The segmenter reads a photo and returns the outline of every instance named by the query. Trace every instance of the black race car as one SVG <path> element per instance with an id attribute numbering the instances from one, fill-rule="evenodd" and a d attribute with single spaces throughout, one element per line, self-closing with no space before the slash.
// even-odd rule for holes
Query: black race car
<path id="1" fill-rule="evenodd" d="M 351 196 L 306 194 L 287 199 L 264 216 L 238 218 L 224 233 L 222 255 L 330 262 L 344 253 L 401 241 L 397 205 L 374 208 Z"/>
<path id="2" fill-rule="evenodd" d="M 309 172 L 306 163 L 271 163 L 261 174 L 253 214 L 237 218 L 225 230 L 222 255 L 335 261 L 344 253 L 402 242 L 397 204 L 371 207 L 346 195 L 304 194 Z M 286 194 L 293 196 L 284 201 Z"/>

WHAT THE TASK ASKS →
Repeat the data verbatim, line after line, leaving nothing out.

TASK OUTPUT →
The segmenter reads a photo and returns the outline of every instance named by the query. Trace every instance of the black race car as one SVG <path> element per instance with an id attribute numbering the instances from one, fill-rule="evenodd" and a d attribute with single spaces throughout, one element per line, self-closing with no space before the slash.
// even-odd rule for holes
Query: black race car
<path id="1" fill-rule="evenodd" d="M 351 196 L 306 194 L 287 199 L 264 216 L 238 218 L 224 233 L 222 255 L 330 262 L 344 253 L 401 241 L 397 205 L 374 208 Z"/>
<path id="2" fill-rule="evenodd" d="M 309 172 L 306 163 L 271 163 L 261 174 L 253 214 L 237 218 L 225 230 L 222 255 L 335 261 L 344 253 L 402 242 L 397 204 L 371 207 L 346 195 L 304 194 Z M 286 194 L 293 196 L 284 201 Z"/>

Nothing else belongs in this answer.